**Study material:**
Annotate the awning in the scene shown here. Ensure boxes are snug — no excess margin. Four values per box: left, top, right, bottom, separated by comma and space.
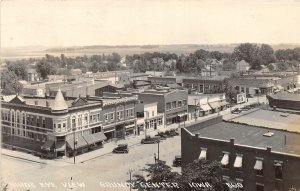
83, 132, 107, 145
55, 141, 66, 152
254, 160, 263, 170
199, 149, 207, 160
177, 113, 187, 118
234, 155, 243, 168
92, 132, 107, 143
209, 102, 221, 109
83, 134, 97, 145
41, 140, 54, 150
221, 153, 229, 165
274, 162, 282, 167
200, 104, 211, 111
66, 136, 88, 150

**What you have to do:** Leave the pictures out and output the rest of the listing exactly.

**Solution for this exercise:**
Annotate the awning in the scene shown here. Ensure boxes are snug — no excess margin. Four values per box: left, top, right, bottom, separated by comma and space.
83, 132, 107, 145
55, 141, 66, 152
254, 160, 263, 170
199, 149, 207, 160
177, 113, 187, 118
234, 155, 243, 168
92, 132, 107, 143
209, 102, 221, 109
83, 134, 97, 145
41, 140, 54, 150
221, 153, 229, 165
274, 162, 282, 167
200, 104, 211, 111
66, 136, 88, 150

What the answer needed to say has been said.